--- START ---
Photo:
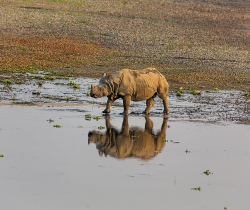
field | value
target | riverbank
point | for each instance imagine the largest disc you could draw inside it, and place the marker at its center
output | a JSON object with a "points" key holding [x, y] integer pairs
{"points": [[195, 44]]}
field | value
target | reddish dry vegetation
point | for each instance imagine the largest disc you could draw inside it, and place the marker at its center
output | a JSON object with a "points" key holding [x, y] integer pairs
{"points": [[197, 44], [44, 52]]}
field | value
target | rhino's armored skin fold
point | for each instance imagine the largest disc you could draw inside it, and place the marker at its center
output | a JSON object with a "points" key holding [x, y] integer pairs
--- END ---
_Description of the task_.
Return, exactly as they stand, the lines from the opening line of the listing through the line with "target | reddish dry vegetation", both ends counted, and no pictures.

_Expected output_.
Photo:
field | value
target | riverbank
point | for each instance imagine the largest disc you could draw inside it, and place the marker at its center
output | a JSON object with a "points" key holding [x, y] integer pairs
{"points": [[195, 44]]}
field | value
target | reddish dry vegetation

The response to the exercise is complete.